-- begin TEXT SHOWN --

Re: How to set up HDFS -> MySQL from trunk?

Kirk True Tue, 23 Mar 2010 14:46:03 -0700

Hi Eric,

I wanted to mention that for my client (Cisco), having the MySQL
reporting is key for Chukwa adoption. Not that they want MySQL per se,
but they want something that works today :) I'm working on getting the
legal OK to work on the code so that we can maintain it for our use.


That said, I'd love to see Cisco adopt Voldemort via Chukwa, but in the
near term, they need a solution that allows them to get access to their
data through HICC.

Thanks,
Kirk

Eric Yang wrote:
> Hi Kirk,
>
> This is great news.  I will come to you with questions once I have done more
> studies.  While reading voldemort blog (
> http://project-voldemort.com/blog/2009/06/building-a-1-tb-data-cycle-at-link
> edin-with-hadoop-and-project-voldemort/), it looks like the logging service
> + Hadoop is equivalent to Chukwa.  It looks like Chukwa and voldemort could
> be a great combination.  :)
>
> Regards,
> Eric
>
> On 3/19/10 2:52 PM, "Kirk True" <k...@mustardgrain.com> wrote:
>
>   
>> Hi guys,
>>
>> I'm a committer on the Voldemort project, so perhaps I could lend a hand with
>> some of this work should you decide to go that route.
>>
>> Thanks,
>> Kirk
>>
>> Eric Yang wrote: 
>>     
>>>  
>>> JIRA is CHUKWA-444.  Voldemort looks like a good fit on paper.  I will
>>> investigate.  Thanks.
>>>
>>> Regards,
>>> Eric
>>>
>>> On 3/19/10 12:49 PM, "Jerome Boulon" <jbou...@netflix.com>
>>> <mailto:jbou...@netflix.com>  wrote:
>>>
>>>   
>>>  
>>>       
>>>>  
>>>> Do you have a Jira for that, so we can continue the discussion there?
>>>>
>>>> The reason, I'm asking this, is because I guess that if you need to move 
>>>> out
>>>> of Mysql it's because you need to scale. And if you need to scale then you
>>>> need partitioning and Voldemort and Hbase are already working on this (or
>>>> all No-SQL implementations)?.

-- end TEXT SHOWN --

**WHAT YOU ARE ASKED TO DO**
Carry on the email thread about Chukwa and MySQL reporting from where it stops. These records have nothing to do with the email thread.

-- begin DATA --

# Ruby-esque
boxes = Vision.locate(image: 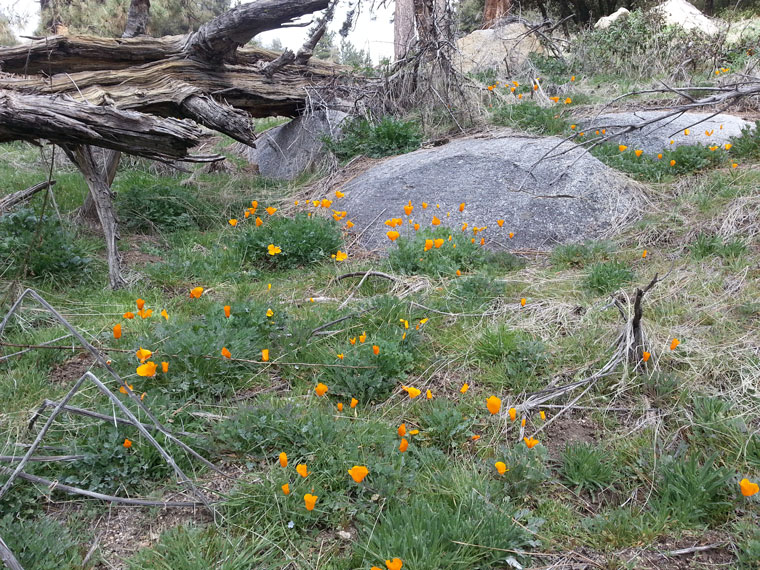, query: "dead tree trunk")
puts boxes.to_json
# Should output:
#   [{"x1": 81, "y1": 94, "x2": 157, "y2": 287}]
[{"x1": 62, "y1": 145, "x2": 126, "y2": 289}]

-- end DATA --
-- begin DATA --

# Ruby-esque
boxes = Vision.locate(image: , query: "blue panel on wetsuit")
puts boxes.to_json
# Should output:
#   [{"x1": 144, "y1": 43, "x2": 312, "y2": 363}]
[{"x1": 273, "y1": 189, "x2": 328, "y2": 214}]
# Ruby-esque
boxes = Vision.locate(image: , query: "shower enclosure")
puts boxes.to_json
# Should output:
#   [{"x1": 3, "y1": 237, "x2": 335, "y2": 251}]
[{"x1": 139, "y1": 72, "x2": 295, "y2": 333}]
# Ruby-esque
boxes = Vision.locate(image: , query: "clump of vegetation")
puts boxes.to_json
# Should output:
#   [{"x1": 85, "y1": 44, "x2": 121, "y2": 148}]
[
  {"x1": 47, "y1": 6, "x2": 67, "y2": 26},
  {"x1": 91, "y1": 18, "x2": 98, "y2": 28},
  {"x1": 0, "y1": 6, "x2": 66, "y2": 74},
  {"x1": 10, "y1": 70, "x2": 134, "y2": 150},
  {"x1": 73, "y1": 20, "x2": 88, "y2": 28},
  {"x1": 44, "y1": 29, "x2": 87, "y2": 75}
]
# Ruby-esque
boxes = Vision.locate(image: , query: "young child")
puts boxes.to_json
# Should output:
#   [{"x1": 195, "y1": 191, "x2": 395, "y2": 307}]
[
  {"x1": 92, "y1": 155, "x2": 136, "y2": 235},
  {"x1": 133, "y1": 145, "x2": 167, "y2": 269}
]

-- end DATA --

**RESPONSE**
>>>>
>>>> Voldemort index/data files can be built using Hadoop and Hbase is already
>>>> using Tfile.
>>>>
>>>> Thanks,
>>>> /Jerome.
>>>>
>>>> On 3/19/10 12:33 PM, "Eric Yang" <ey...@yahoo-inc.com>
>>>> <mailto:ey...@yahoo-inc.com>  wrote:
>>>>
>>>>     
>>>>  
>>>>         
>>>>>  
>>>>> Hi Jerome,
>>>>>
>>>>> I am not planning to have SQL on top of HDFS.  Chukwa MetricDataLoader
>>>>> subsystem is a index builder.  The replacement part of the index builder 
>>>>> is
>>>>> either Tfile or a streaming job to build the index, and having distributed
>>>>> processes to cache the index by keeping the Tfile open or load the index 
>>>>> to
>>>>> memory.  For aggregation, this could be replaced with second stage
>>>>> mapreduce, or workflow subsystem like Oozie.  It could also be replaced
>>>>> with
>>>>> Hive, if the community likes this approach.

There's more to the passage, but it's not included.